- [Trecho do documento]:
----------------
O resultado são professores que não conseguem se constituir como uma autoridade positiva, utilizando uma violência institucionalizada, sem se dar conta disso tentando impor um poder legitimado pelo sistema e os estudantes resistindo da forma como conseguem, com comportamentos inadequados e atos indisciplinares.
“Esta é uma pesquisa que coloca a atenção em facetas da violência pouco percebidas nas escolas”, diz a orientadora do estudo, a professora Hilda Maria Gonçalves da Silva, do departamento de Educação, Ciências Sociais e Políticas Públicas da Unesp de Franca.
Os docentes, em especial, precisariam tomar consciência destes tipos de violência, diz a orientadora. Ela está presente nas palavras, nas regras, na distribuição dos agrupamentos de alunos e, muitas vezes até nas devolutivas de dúvidas e orientações de aprendizagem um tanto desdenhosas do conhecimento, ou da falta de conhecimento dos estudantes.
A professora ressalta que a conscientização dos docentes sobre essas facetas da violência poderia contribuir em muito, para minimizar algumas tensões, violências verbais e físicas que ocorrem no interior da escola e, em especial para a melhoria do processo de aprendizagem. “Um estudante humilhado dificilmente aprende”, pontua.
O desenho da violência
Os dados para a pesquisa foram levantados no ano passado e os estudantes avaliados cursavam o 2º ano do ensino médio. Uma das escolas avaliadas está localizada em um bairro populoso, em região de periferia da zona urbana, marcada pela influência do tráfico de drogas, da violência e do desemprego. Nesta instituição, participaram da pesquisa 15 estudantes e seis professores.
A outra escola está situada próximo ao centro e regiões nobres da cidade. No seu entorno há consultórios médicos de alto padrão, escritórios, além de comércios em geral, “o que faz com que a área residencial seja menor e, em sua maioria, formada por condomínios, caracterizando um perfil populacional com padrões um pouco mais elevado”, diz. Colaboraram com o estudo 25 estudantes e quatro professores.
Rachel acompanhou estes estudantes e professores dentro de sala de aula durante 15 dias. Ao longo deste período, ela verificou o comportamento dos estudantes; a postura dos professores no exercício do poder; a dinâmica das aulas; o relacionamento entre professores e estudantes; os atos ostensivos de violência; e a violência simbólica.
----------------
- [Entradas salvas]:

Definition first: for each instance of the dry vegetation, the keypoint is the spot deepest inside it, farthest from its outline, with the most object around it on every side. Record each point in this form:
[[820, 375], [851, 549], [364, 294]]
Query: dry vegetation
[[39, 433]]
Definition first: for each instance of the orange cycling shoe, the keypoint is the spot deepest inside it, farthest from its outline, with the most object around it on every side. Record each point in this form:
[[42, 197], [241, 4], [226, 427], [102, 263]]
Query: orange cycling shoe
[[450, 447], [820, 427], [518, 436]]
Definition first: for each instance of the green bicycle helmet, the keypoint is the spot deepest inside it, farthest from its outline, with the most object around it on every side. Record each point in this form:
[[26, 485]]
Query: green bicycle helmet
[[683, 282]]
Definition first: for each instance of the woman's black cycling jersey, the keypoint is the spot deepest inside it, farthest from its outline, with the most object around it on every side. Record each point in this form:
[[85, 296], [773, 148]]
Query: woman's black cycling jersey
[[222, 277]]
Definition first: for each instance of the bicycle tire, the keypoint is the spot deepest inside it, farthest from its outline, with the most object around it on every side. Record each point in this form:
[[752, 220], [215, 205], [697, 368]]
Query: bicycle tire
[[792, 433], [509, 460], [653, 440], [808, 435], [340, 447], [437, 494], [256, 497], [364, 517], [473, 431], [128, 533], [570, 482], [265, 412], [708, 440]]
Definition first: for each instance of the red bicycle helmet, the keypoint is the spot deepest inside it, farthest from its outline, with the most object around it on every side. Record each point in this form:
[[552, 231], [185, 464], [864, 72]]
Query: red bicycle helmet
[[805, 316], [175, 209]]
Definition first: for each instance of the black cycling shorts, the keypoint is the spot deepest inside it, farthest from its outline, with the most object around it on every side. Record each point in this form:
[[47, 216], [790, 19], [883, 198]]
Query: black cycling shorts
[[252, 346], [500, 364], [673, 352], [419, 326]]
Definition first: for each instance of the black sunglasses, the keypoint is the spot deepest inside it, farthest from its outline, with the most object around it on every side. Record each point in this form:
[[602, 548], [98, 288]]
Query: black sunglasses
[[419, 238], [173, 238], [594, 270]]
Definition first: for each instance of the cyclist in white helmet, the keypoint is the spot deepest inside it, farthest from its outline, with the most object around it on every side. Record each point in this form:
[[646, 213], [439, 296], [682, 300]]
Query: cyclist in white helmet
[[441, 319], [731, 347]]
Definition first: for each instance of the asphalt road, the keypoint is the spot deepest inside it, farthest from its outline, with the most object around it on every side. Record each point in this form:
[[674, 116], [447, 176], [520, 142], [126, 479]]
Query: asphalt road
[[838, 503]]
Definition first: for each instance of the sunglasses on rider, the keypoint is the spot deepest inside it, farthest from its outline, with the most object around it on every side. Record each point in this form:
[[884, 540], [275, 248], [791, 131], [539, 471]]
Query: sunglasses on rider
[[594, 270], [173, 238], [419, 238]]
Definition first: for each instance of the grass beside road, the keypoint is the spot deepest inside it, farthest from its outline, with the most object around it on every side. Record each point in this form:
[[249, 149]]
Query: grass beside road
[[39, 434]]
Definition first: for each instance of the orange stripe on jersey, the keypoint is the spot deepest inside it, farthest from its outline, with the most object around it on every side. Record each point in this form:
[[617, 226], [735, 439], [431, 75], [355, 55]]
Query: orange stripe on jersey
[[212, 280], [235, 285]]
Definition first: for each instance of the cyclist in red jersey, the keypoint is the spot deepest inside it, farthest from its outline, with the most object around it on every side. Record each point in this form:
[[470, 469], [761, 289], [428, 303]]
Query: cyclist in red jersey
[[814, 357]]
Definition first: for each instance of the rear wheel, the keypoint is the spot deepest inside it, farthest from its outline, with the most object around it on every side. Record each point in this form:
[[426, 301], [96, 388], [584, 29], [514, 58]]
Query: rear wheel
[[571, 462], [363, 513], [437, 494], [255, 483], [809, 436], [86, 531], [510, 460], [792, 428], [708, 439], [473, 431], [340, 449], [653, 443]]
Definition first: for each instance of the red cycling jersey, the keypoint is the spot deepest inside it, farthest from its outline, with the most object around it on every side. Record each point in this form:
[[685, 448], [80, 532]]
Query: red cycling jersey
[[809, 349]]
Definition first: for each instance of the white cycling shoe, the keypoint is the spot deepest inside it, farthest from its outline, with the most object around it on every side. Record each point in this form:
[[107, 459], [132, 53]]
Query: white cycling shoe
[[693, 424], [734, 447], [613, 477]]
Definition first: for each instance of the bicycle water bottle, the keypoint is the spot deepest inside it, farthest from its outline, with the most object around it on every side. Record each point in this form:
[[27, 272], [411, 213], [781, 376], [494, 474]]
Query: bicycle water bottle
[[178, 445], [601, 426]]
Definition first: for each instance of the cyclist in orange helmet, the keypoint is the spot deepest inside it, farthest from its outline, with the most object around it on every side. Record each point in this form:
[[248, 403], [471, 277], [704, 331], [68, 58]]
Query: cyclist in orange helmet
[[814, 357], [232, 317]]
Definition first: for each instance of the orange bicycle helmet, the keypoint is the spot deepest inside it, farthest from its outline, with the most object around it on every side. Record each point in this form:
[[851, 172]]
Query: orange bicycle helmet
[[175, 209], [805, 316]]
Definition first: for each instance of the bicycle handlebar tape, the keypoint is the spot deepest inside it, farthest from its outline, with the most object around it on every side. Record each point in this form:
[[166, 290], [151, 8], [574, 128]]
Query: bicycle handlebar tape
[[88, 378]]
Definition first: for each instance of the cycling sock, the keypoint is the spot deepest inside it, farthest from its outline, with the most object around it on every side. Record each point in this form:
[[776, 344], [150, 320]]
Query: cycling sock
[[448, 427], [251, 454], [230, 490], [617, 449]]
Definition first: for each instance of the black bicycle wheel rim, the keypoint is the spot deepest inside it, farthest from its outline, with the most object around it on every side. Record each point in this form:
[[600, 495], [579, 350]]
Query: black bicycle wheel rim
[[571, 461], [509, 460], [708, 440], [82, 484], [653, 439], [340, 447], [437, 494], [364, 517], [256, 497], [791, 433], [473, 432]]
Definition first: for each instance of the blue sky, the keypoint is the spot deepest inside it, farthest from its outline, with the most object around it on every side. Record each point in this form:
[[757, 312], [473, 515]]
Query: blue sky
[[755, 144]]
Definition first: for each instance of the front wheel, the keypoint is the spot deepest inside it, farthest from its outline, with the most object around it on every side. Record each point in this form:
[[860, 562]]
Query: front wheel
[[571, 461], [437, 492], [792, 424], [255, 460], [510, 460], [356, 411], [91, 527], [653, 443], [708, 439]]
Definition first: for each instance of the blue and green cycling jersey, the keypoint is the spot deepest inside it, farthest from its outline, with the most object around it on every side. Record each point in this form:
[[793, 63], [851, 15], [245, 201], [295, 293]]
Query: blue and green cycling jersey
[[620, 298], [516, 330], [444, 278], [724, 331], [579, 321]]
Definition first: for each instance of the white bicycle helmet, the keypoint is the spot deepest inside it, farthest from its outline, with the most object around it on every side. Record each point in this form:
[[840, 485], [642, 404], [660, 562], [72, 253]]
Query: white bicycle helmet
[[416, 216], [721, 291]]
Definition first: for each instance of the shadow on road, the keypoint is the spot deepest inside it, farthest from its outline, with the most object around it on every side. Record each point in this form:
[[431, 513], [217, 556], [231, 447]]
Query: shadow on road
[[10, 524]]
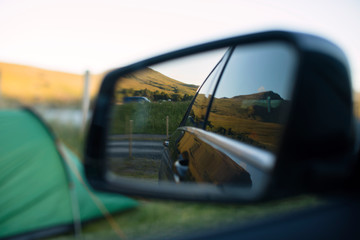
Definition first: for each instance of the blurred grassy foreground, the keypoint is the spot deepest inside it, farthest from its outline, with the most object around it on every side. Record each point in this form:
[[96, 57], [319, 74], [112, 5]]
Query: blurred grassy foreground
[[166, 219], [155, 219]]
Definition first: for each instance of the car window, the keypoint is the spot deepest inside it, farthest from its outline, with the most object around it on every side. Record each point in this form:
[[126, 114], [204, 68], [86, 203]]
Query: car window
[[250, 105], [197, 114]]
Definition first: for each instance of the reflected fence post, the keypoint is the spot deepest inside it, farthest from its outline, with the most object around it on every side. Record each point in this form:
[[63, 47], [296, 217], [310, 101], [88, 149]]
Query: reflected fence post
[[130, 138], [85, 101], [167, 126]]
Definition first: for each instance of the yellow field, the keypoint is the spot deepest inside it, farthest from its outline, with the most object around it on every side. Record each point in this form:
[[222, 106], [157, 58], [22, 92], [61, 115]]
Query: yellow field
[[30, 85]]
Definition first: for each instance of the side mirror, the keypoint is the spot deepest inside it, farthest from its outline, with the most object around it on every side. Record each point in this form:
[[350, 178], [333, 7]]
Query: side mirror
[[238, 119]]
----------------
- [Ação necessária]:
Por favor, edite a parte do texto sobre violência nas escolas que começa nas palavras "A outra escola" e termina em "e quatro professores.", substituindo "consultórios médicos" por "clínicas odontológicas".

- [Resultado da tarefa]:
A outra escola está situada próximo ao centro e regiões nobres da cidade. No seu entorno há clínicas odontológicas de alto padrão, escritórios, além de comércios em geral, “o que faz com que a área residencial seja menor e, em sua maioria, formada por condomínios, caracterizando um perfil populacional com padrões um pouco mais elevado”, diz. Colaboraram com o estudo 25 estudantes e quatro professores.